--- START OF DATA PROVIDED ---

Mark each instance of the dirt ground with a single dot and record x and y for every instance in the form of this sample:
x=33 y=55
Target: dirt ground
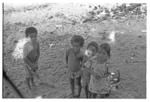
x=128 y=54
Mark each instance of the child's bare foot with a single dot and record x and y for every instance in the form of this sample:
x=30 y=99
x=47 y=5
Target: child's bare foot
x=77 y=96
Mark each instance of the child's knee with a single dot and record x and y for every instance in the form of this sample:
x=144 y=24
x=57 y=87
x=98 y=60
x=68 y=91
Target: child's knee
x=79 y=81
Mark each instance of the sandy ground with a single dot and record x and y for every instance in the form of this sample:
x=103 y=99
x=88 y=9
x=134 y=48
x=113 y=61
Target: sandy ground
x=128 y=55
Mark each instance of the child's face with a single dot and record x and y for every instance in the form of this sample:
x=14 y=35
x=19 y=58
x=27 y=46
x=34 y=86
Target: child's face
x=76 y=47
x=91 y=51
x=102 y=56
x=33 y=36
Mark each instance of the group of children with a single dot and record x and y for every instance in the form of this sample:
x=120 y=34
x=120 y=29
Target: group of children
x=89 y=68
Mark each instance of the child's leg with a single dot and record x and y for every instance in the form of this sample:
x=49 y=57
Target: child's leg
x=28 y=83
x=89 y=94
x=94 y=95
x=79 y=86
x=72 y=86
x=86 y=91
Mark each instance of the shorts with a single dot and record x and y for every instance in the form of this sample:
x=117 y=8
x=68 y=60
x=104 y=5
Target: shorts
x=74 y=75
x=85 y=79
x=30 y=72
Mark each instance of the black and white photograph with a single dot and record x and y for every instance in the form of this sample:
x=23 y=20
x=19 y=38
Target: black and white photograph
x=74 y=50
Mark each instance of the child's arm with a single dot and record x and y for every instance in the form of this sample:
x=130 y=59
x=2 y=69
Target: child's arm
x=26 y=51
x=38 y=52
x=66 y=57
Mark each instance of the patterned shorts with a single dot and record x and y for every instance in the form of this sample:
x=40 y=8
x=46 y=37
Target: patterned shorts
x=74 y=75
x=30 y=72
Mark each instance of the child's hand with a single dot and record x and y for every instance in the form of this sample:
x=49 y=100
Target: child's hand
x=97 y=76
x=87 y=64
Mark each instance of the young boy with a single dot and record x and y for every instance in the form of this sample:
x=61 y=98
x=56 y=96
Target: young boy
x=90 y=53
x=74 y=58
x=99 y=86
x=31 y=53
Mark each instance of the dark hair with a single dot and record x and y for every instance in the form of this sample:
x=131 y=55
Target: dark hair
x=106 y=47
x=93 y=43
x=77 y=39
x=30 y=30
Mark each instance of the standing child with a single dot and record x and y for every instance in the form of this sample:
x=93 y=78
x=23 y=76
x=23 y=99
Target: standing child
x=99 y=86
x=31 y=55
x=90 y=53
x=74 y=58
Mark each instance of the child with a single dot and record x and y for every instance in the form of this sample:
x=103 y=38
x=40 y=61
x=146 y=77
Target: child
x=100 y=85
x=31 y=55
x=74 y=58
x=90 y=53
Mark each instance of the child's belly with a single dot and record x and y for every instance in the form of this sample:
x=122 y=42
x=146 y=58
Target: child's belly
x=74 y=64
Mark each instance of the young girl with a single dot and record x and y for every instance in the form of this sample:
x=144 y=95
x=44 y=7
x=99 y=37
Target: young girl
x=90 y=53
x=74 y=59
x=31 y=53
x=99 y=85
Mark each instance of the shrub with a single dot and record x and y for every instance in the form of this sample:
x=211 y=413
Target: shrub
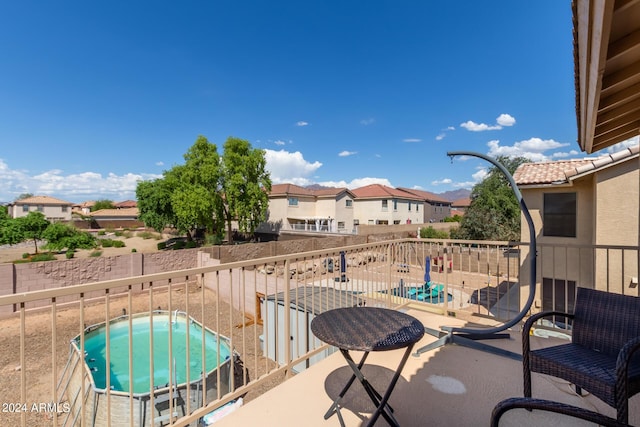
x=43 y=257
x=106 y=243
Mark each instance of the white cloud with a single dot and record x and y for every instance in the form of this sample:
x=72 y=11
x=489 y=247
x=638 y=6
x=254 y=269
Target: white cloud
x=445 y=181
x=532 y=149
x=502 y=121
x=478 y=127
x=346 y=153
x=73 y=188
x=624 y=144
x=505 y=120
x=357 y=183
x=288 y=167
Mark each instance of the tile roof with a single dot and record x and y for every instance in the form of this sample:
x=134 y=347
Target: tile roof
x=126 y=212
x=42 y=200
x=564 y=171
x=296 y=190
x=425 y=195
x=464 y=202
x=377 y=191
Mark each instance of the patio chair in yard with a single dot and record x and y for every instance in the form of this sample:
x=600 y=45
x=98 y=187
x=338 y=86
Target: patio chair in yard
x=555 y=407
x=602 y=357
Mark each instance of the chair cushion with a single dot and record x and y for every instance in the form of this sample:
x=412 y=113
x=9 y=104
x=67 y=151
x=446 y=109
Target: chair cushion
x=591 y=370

--- END OF DATA PROVIDED ---

Rewrite all of the material above with "single dot" swapped for "single point" everywhere it occurs, keeping everything else unchanged and leaving out the pictures.

● **ANSWER IN FULL**
Mark each instance of the dirt ground with a single point and record x and y for every instance in the form of this sample:
x=33 y=55
Target: dirt ground
x=128 y=54
Mark each instance of the child's bare foot with a single point and record x and y for every instance in the form of this sample:
x=30 y=99
x=47 y=5
Target: child's bare foot
x=77 y=96
Mark each instance of the child's knee with a single point and record x and y for every instance in the form of this sample:
x=144 y=24
x=57 y=87
x=98 y=60
x=68 y=91
Target: child's knee
x=79 y=81
Mark each instance of the sandy ground with a single point and record x and y for every instance in the form of this sample:
x=103 y=99
x=88 y=9
x=134 y=48
x=113 y=61
Target: sandy ground
x=128 y=55
Mark each instance of the child's face with a single point and record x and y for every instance in the form of this sample:
x=14 y=35
x=19 y=58
x=27 y=46
x=34 y=86
Target: child's face
x=76 y=47
x=91 y=51
x=102 y=56
x=33 y=36
Mark each instance of the group of children with a single point and record x and y for every instance in the form of this sample:
x=120 y=34
x=120 y=29
Target: group of children
x=89 y=68
Mark each instance of the child's leg with a single point and record x and y for every instance in the form of this sample:
x=49 y=57
Target: child's leg
x=28 y=83
x=89 y=94
x=94 y=95
x=79 y=86
x=72 y=86
x=86 y=91
Mark each instance of the shorts with a single point and record x and y for every instance in the form of this sample:
x=117 y=8
x=68 y=60
x=104 y=5
Target: shorts
x=74 y=75
x=85 y=79
x=30 y=72
Mark each instance of the black and white photograph with a single point and record x and y for every instance in the form of this sample:
x=23 y=20
x=19 y=38
Target: black and white photograph
x=74 y=50
Mark each instance of the child's arm with a single point and record x and y for every instance in the form of this sample:
x=130 y=59
x=2 y=69
Target: child's arm
x=26 y=51
x=38 y=52
x=66 y=57
Mark each instance of the patterned shorts with a single point and record x and y for every instance in the form of this sample:
x=40 y=8
x=46 y=37
Target: patterned shorts
x=74 y=75
x=30 y=72
Mark each instance of the child's hand with a single point and record x and y for every instance in the form of this sample:
x=49 y=100
Target: child's hand
x=97 y=76
x=87 y=64
Mark each instance of the young boy with a single point and record x and y for every instance in the form of this sample:
x=61 y=98
x=56 y=96
Target: young boy
x=90 y=53
x=74 y=58
x=99 y=86
x=31 y=53
Mark each instance of the dark hair with a single point and record x and y for every instance in the form of this sample:
x=131 y=55
Target: dark hair
x=106 y=47
x=93 y=43
x=77 y=39
x=30 y=30
Mark each instance of the standing child with a single point and record x and y for every instance in the form of this sample:
x=93 y=78
x=23 y=76
x=23 y=99
Target: standing child
x=99 y=86
x=31 y=55
x=90 y=53
x=74 y=58
Mark each instance of the child with a single point and record x and y for every instance in the form of this sample:
x=103 y=38
x=40 y=61
x=146 y=77
Target: child
x=100 y=85
x=31 y=55
x=74 y=58
x=90 y=53
Mark each instance of the child's belly with a single point and record x and y for every instance in the form of this sample:
x=122 y=42
x=146 y=58
Target: child's belly
x=74 y=64
Mark each instance of the young girl with a single point and record x and y for every instance in the form of this sample:
x=144 y=95
x=44 y=7
x=99 y=37
Target: young girl
x=90 y=53
x=74 y=59
x=31 y=53
x=99 y=85
Mark each instance of the shrub with a single point and record x and y for every instance in the form of this sample:
x=211 y=413
Target: shrub
x=43 y=257
x=106 y=243
Mark each instance of the white cloud with a single point and record x and y for every instance in the form of this sample:
x=72 y=11
x=489 y=247
x=638 y=6
x=254 y=269
Target: white cloud
x=445 y=181
x=532 y=149
x=502 y=121
x=478 y=127
x=346 y=153
x=73 y=188
x=624 y=144
x=505 y=120
x=357 y=183
x=288 y=167
Mark each instance of the tile roof with a single point and record x and y for every instance in the form of this sample:
x=134 y=347
Target: tile roof
x=126 y=212
x=42 y=200
x=564 y=171
x=296 y=190
x=425 y=195
x=464 y=202
x=377 y=191
Mark each instance of the patio chair in yard with a single point and record x and y for every instance in the form of this sample:
x=600 y=45
x=98 y=187
x=338 y=86
Target: patio chair in yard
x=555 y=407
x=602 y=357
Mark each instance of the chair cushion with a single point and record x and y for every instance in the form of this sample:
x=412 y=113
x=9 y=104
x=67 y=151
x=446 y=109
Target: chair cushion
x=591 y=370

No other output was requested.